- What is needed:
Pull out each line of the entries below that contains the word "above", and copy those lines unchanged. Letter case matters.

- Data provided:
□ □ □ □

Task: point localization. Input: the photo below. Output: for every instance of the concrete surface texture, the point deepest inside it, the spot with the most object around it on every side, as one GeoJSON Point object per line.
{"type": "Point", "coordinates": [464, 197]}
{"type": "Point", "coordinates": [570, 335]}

□ □ □ □

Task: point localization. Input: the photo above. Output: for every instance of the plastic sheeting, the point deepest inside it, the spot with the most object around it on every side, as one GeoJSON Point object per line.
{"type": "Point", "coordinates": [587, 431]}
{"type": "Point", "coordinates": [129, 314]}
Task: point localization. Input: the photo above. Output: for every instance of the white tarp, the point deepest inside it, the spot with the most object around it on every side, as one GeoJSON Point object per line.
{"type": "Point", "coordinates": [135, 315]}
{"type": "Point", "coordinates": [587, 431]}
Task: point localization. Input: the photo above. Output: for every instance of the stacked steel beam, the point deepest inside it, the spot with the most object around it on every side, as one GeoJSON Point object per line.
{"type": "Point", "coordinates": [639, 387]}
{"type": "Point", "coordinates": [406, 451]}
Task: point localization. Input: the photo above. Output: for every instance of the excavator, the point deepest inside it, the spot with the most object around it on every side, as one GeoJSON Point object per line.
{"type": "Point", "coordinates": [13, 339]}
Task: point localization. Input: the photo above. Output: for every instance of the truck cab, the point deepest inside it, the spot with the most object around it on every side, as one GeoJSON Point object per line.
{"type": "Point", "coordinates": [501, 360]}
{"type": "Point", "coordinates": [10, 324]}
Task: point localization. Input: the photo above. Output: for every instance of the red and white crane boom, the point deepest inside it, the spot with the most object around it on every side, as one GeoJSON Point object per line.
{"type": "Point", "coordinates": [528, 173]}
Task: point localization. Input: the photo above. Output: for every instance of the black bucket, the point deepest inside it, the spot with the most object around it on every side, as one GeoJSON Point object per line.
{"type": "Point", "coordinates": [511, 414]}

□ □ □ □

- Output of the exercise:
Task: point localization. Input: the photo above. Output: for every instance of the plastic sheeting, the point deepest inside it, the spot with the most object around it on every side, as one GeoJSON Point object per line.
Task: point localization. Input: the photo above. Output: for every instance of the white tarp, the point deepest inside it, the spot with the most object around it on every side, as one GeoJSON Point object per line.
Task: point localization. Input: the photo above. Output: for every instance of the stacked steel beam, the point deepest inside it, the spot with the most object around it on every side, as one GeoJSON Point object per line.
Task: point localization. Input: the photo above. Output: for every instance of the excavator, the point deepest inside it, the spot with the most object around it on every side, as one GeoJSON Point object per line.
Task: point localization. Input: the photo above. Output: for every instance of the truck cab, the point deepest inside it, the spot with the most object around it on every side, as one GeoJSON Point object per line.
Task: point localization. Input: the photo above. Output: for every instance of the red and white crane boom, the point deepest inside it, the spot with the most object around it on every side, as one GeoJSON Point object per line.
Task: point localization. Input: the photo above. Output: for every instance of the black bucket, the point deepest inside it, the spot with the most object around it on every side, as one GeoJSON Point object per line.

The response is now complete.